:: Material for this task

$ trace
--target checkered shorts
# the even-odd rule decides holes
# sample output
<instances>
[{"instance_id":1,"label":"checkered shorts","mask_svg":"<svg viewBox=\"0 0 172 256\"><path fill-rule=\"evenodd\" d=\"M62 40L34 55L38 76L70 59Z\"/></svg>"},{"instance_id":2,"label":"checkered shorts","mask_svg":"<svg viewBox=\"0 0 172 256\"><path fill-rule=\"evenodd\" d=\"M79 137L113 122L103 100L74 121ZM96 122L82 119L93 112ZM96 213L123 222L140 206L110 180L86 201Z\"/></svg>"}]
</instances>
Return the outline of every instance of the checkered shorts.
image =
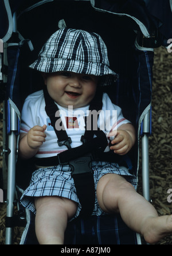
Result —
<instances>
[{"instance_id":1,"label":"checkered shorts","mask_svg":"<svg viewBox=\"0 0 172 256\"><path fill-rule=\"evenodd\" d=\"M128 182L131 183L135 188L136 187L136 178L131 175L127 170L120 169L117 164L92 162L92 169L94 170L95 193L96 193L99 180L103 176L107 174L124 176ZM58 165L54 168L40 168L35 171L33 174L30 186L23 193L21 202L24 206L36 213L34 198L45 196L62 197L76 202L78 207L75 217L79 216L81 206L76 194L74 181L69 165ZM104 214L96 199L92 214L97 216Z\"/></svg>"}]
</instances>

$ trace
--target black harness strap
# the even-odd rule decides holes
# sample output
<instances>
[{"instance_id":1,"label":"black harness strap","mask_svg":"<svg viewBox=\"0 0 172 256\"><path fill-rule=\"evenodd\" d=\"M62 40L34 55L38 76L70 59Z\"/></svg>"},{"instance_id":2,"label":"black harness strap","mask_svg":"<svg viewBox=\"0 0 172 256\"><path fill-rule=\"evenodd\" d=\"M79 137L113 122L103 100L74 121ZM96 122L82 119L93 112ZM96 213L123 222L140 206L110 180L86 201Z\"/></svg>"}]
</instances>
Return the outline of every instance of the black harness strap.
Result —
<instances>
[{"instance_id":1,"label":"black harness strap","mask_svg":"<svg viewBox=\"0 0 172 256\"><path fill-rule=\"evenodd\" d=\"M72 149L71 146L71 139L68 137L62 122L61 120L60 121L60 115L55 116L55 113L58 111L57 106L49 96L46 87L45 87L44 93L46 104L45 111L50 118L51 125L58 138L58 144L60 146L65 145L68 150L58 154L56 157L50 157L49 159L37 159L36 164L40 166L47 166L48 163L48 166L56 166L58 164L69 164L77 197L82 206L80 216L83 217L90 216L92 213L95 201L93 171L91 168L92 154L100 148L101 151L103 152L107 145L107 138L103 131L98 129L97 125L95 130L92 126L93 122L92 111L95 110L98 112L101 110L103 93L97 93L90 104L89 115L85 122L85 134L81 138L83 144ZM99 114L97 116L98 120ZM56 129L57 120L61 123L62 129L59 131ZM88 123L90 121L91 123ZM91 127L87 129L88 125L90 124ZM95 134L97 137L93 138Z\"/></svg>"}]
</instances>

::::
:: Material for this task

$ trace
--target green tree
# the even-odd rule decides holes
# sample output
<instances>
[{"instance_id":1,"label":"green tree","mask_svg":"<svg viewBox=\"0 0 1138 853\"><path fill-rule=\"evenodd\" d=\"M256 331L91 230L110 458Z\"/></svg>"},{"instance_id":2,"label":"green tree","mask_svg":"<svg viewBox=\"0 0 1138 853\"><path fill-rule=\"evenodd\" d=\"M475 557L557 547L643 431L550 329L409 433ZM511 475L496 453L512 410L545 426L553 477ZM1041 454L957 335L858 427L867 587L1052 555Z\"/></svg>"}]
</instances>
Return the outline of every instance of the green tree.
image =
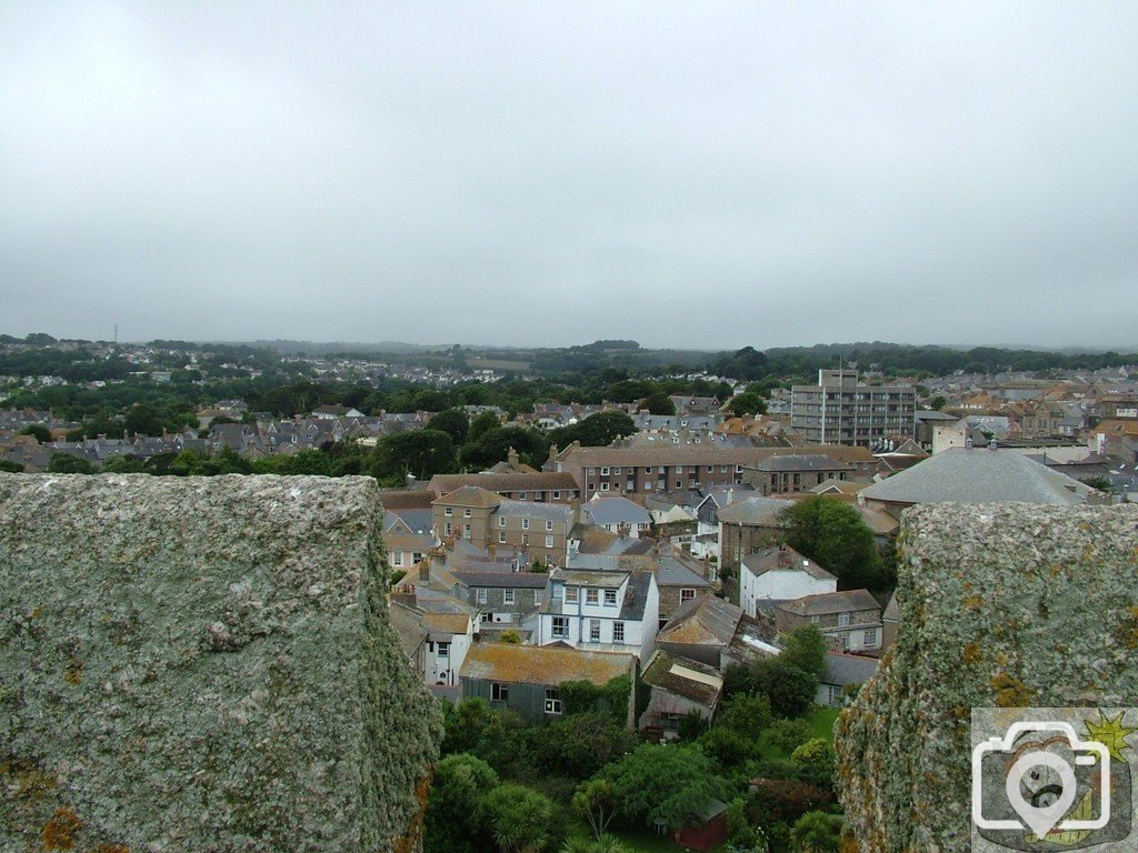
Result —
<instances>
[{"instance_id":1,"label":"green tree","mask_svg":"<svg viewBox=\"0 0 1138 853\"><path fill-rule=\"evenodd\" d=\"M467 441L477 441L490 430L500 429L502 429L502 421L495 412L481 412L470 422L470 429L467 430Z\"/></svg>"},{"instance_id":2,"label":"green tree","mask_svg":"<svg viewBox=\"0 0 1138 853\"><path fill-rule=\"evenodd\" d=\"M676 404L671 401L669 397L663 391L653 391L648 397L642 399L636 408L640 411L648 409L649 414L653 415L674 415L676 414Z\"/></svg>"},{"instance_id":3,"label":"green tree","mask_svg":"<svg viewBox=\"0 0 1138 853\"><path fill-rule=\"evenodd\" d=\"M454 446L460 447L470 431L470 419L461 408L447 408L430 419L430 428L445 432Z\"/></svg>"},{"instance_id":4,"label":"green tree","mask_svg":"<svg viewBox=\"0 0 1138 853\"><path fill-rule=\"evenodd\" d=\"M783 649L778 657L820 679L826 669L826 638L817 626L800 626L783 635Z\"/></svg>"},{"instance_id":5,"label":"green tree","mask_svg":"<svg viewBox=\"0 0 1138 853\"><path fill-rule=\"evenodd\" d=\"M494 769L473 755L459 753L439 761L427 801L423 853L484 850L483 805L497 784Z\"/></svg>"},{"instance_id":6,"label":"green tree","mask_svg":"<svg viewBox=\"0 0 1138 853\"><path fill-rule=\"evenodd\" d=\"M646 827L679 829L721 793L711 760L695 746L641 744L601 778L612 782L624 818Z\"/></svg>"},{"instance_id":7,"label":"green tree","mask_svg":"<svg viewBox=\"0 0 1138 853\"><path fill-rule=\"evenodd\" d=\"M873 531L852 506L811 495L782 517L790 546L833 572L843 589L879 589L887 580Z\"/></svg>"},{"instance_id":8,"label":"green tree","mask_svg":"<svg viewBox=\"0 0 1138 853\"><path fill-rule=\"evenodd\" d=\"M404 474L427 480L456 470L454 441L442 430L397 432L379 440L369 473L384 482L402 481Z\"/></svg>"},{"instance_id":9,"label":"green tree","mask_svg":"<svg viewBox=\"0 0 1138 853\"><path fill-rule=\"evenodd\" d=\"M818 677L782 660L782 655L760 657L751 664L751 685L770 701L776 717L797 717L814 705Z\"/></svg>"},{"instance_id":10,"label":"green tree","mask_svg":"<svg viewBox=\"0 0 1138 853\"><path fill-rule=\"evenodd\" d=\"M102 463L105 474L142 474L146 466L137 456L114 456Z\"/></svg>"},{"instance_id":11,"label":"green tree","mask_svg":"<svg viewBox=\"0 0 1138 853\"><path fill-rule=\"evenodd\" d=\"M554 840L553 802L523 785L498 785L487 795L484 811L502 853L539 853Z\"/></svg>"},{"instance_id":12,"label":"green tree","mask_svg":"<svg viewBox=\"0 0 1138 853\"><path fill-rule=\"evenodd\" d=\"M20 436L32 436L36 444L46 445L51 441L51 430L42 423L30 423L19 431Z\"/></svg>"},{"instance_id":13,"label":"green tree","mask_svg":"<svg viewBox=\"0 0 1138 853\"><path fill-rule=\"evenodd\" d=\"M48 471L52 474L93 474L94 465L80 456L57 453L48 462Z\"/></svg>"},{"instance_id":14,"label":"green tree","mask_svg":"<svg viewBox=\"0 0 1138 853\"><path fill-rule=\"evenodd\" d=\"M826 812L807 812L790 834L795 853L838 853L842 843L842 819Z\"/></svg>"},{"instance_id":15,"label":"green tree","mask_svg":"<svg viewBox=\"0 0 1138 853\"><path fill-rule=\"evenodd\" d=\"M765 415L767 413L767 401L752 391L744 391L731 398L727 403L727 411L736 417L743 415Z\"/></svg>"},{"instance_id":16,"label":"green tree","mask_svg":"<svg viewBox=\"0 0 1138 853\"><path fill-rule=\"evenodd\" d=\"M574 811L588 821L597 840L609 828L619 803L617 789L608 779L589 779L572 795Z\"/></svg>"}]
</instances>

::::

→ Your task: Return every line of the listing above that contains the string "shorts", copying each one in full.

→ The completed task:
--target checkered shorts
[{"instance_id":1,"label":"checkered shorts","mask_svg":"<svg viewBox=\"0 0 172 256\"><path fill-rule=\"evenodd\" d=\"M62 40L34 55L38 76L70 59Z\"/></svg>"},{"instance_id":2,"label":"checkered shorts","mask_svg":"<svg viewBox=\"0 0 172 256\"><path fill-rule=\"evenodd\" d=\"M79 137L113 122L103 100L74 121ZM96 122L82 119L93 112ZM96 213L123 222L140 206L110 180L86 201Z\"/></svg>"}]
Return the outline of every instance of the checkered shorts.
[{"instance_id":1,"label":"checkered shorts","mask_svg":"<svg viewBox=\"0 0 172 256\"><path fill-rule=\"evenodd\" d=\"M128 182L131 183L135 188L136 187L136 178L131 175L127 170L120 169L117 164L92 162L92 169L94 170L95 193L96 193L99 180L103 176L107 174L124 176ZM58 165L54 168L40 168L35 171L33 174L30 186L23 193L21 202L24 206L36 213L34 198L45 196L62 197L76 202L78 207L75 217L79 216L81 206L76 194L74 181L69 165ZM104 214L96 199L92 214L97 216Z\"/></svg>"}]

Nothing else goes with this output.